▶ [Task description]: Please state how many lines of the data contain "below". The number by itself is enough.

Point localization data
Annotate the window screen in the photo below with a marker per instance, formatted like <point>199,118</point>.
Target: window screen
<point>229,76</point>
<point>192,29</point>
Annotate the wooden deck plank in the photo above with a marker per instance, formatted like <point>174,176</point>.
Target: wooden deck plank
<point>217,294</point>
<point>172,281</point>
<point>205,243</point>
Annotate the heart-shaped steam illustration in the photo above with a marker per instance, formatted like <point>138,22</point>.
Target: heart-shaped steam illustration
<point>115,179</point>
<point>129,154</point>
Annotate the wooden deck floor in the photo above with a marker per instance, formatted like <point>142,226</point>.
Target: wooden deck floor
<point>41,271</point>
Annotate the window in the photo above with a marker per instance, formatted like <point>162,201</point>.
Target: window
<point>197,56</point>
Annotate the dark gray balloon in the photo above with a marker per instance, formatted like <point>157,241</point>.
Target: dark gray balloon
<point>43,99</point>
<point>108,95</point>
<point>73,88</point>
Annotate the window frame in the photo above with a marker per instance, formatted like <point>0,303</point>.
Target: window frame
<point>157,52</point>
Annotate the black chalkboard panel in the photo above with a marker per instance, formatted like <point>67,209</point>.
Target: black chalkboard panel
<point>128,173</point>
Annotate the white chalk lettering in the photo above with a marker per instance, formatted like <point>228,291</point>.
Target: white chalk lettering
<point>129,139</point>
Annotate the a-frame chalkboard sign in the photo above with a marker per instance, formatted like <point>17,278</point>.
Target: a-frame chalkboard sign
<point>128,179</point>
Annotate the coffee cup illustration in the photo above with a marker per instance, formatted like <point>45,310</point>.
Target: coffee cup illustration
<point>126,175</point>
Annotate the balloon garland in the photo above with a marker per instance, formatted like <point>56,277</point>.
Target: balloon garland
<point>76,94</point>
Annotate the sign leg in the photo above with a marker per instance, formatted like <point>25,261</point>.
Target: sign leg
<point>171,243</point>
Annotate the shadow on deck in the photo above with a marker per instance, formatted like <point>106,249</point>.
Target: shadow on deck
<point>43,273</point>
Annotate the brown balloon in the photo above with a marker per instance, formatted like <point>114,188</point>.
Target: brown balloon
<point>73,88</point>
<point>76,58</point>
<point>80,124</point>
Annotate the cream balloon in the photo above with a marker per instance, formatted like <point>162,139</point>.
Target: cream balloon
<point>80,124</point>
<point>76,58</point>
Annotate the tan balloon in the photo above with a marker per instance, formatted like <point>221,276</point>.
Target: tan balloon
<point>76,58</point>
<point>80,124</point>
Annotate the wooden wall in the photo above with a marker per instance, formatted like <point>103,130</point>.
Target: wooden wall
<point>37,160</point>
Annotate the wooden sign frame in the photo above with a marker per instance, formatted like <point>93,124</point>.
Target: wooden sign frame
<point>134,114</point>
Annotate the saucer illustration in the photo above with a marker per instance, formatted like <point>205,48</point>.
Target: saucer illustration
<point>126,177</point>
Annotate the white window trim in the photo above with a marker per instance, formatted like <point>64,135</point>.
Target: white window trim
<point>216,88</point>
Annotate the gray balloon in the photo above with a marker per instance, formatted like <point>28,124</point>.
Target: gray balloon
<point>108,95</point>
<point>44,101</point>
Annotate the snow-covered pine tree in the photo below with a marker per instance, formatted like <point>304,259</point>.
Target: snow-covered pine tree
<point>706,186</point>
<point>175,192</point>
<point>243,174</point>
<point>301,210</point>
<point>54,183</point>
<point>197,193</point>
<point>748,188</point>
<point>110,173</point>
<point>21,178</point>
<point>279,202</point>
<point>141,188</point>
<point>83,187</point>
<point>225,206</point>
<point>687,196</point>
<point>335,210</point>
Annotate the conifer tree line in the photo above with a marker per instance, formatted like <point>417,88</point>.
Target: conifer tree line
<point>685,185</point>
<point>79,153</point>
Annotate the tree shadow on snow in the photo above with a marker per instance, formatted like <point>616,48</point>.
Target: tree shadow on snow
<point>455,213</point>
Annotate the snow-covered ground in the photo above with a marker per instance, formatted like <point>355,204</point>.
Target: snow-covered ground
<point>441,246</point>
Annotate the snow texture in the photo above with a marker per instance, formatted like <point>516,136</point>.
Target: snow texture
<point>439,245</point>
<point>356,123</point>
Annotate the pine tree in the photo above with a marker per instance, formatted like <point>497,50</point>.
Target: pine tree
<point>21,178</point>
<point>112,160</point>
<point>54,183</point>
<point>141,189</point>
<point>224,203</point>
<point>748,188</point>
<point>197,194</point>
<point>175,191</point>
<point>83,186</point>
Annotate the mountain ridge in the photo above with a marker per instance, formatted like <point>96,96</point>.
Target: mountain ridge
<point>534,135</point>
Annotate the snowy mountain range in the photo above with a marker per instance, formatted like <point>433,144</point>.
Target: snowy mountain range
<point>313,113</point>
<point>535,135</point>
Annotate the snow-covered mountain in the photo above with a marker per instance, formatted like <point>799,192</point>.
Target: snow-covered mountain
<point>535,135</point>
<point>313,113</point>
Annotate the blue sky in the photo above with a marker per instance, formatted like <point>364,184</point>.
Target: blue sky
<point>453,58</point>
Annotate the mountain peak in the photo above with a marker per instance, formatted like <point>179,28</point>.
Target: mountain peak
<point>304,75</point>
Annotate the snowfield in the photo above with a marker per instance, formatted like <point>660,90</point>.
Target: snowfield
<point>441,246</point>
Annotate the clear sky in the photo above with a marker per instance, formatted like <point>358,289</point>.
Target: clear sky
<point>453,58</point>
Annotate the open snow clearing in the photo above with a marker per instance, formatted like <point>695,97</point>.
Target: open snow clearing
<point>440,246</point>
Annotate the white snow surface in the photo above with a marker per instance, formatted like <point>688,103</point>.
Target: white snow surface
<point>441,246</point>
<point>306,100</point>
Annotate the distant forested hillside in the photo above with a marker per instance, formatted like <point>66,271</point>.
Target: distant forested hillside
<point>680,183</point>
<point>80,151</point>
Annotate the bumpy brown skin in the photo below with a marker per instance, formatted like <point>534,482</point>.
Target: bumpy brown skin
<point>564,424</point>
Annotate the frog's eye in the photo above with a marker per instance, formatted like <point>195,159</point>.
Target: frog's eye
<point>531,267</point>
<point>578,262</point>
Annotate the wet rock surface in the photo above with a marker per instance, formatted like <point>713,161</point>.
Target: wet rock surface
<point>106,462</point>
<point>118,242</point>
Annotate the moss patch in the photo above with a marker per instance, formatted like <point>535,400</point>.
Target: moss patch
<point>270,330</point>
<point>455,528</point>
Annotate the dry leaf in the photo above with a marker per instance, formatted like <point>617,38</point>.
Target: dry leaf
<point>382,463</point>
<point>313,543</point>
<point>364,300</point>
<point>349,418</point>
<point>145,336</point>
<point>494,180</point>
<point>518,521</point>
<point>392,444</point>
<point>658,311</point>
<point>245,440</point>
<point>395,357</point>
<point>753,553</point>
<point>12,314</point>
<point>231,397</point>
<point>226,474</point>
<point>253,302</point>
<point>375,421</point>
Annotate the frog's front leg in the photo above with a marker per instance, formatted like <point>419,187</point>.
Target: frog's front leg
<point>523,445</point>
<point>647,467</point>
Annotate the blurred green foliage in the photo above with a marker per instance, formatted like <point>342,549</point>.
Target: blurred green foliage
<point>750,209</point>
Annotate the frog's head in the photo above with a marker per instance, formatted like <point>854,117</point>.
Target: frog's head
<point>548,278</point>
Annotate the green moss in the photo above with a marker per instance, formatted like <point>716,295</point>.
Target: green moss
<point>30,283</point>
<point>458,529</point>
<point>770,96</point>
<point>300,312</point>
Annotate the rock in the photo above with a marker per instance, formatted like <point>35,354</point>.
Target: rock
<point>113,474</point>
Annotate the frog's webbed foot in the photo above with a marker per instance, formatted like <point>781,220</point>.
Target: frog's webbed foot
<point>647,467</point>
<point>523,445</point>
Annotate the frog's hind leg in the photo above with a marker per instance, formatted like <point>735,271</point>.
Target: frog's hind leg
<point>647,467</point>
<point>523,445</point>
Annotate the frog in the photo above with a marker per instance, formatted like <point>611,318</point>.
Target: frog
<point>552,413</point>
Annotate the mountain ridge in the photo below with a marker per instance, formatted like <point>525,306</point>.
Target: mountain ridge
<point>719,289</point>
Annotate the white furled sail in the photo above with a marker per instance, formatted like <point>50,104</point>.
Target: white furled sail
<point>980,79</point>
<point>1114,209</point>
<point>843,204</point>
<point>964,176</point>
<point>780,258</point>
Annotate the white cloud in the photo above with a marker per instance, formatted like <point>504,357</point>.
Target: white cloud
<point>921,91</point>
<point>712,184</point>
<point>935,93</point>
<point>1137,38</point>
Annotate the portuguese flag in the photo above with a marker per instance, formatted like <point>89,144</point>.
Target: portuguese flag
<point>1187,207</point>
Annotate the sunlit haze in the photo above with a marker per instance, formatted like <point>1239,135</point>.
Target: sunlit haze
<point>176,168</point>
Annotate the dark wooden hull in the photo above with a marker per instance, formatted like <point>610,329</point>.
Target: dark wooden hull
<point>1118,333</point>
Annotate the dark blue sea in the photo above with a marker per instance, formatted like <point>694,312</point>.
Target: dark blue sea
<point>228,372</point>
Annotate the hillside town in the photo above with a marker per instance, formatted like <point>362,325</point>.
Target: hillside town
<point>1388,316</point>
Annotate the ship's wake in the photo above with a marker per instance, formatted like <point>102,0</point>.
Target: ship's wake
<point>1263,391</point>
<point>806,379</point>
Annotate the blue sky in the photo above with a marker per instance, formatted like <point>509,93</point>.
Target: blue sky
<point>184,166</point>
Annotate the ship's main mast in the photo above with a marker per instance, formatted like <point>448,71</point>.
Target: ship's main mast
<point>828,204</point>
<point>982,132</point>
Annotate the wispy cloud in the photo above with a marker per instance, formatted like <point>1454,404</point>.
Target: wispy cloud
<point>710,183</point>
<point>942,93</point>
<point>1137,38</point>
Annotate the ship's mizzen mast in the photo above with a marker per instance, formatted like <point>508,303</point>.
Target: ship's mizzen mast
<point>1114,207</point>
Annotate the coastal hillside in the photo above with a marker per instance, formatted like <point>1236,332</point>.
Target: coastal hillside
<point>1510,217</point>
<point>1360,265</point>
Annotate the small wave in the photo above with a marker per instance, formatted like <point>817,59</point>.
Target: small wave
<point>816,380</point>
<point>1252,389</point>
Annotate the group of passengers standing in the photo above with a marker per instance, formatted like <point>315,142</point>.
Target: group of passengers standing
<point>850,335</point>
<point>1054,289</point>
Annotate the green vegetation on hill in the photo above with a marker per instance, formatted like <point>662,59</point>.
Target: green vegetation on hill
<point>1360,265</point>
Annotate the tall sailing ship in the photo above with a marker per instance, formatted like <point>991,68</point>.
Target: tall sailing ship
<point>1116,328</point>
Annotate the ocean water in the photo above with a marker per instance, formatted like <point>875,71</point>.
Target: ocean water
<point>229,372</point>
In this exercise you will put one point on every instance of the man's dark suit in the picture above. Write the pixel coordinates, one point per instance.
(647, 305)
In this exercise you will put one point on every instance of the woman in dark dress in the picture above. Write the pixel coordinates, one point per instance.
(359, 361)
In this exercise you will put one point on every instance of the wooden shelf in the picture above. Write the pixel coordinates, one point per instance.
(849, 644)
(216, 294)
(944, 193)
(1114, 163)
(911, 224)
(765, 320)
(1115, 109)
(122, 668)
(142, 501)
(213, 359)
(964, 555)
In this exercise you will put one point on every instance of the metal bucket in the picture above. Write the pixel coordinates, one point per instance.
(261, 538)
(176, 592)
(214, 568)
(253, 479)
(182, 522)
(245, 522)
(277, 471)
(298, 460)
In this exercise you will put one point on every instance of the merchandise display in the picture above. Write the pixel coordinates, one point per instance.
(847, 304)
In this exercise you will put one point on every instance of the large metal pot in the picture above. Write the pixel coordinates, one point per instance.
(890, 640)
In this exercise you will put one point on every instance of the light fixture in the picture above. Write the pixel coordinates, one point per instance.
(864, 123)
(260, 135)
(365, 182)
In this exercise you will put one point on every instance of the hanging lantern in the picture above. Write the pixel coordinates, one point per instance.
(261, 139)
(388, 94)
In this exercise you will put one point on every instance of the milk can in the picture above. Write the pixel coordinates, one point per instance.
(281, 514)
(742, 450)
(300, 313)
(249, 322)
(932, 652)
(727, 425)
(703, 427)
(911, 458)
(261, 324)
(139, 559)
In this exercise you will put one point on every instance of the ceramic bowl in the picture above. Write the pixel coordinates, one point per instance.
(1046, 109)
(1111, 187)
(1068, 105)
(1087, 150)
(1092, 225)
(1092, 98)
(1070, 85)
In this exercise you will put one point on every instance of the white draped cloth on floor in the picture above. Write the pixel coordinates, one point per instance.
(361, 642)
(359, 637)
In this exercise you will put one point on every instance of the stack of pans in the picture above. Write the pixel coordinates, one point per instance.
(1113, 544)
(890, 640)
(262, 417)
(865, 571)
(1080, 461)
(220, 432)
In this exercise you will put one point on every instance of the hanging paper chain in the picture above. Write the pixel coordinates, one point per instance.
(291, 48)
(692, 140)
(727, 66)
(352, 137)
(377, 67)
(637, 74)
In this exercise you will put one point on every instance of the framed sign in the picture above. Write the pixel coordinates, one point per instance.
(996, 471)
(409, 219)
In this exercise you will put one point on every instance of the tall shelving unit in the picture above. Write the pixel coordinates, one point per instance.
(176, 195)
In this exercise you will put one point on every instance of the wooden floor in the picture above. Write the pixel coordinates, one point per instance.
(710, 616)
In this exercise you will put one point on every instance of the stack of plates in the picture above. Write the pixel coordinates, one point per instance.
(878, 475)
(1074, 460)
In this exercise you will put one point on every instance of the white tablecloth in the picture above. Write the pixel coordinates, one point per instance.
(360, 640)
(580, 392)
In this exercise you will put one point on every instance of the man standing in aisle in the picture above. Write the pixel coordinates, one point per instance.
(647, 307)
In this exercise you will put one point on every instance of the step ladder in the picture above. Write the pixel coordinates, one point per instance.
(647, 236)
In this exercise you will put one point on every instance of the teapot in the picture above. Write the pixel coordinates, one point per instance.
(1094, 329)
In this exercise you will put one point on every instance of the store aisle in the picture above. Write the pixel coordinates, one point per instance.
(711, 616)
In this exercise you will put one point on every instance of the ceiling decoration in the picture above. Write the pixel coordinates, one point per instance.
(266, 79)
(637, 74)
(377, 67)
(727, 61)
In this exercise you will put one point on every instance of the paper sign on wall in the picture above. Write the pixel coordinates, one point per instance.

▶ [Output]: 4